> Work request
What lines in the material hold the string "Query"? Return every one of them.

> Available data
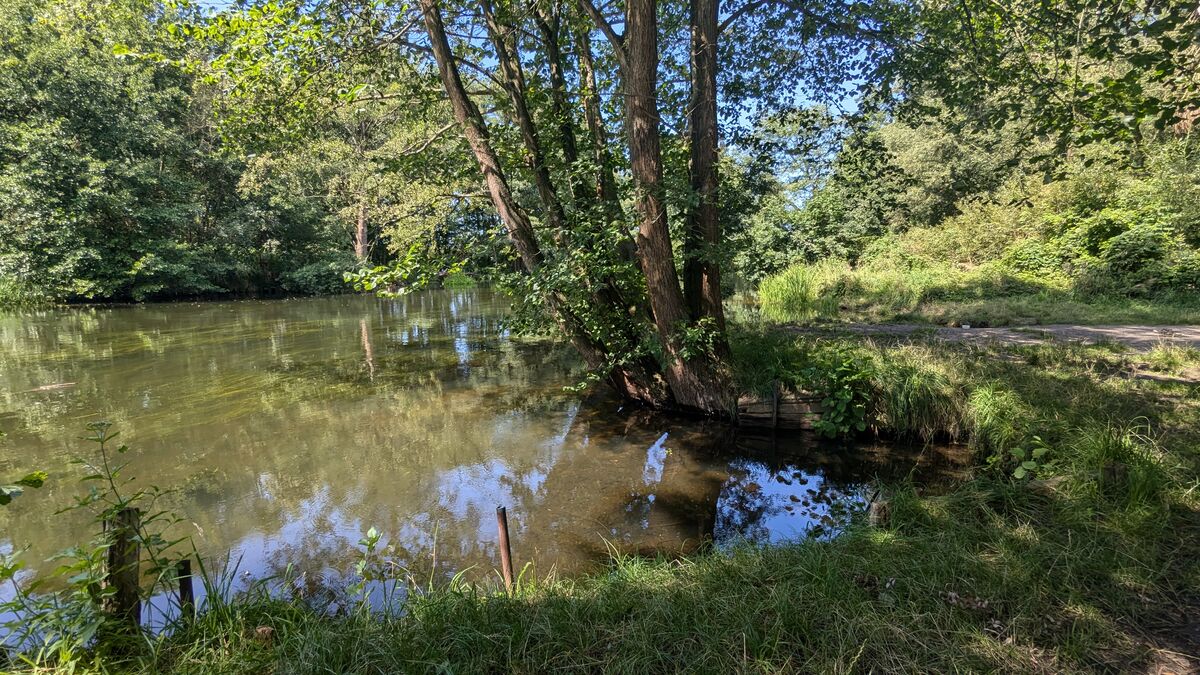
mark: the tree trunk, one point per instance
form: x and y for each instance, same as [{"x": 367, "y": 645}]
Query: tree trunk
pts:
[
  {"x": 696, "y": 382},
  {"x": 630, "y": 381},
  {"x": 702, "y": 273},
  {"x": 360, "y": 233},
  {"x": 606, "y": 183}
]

...

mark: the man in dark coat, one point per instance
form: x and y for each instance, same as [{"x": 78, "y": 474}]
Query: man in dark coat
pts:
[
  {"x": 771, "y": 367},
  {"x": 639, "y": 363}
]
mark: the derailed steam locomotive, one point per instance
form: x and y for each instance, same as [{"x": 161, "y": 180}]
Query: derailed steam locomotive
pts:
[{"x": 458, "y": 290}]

> Response
Query: tree trunk
Query: man in dark coat
Query: derailed steam locomotive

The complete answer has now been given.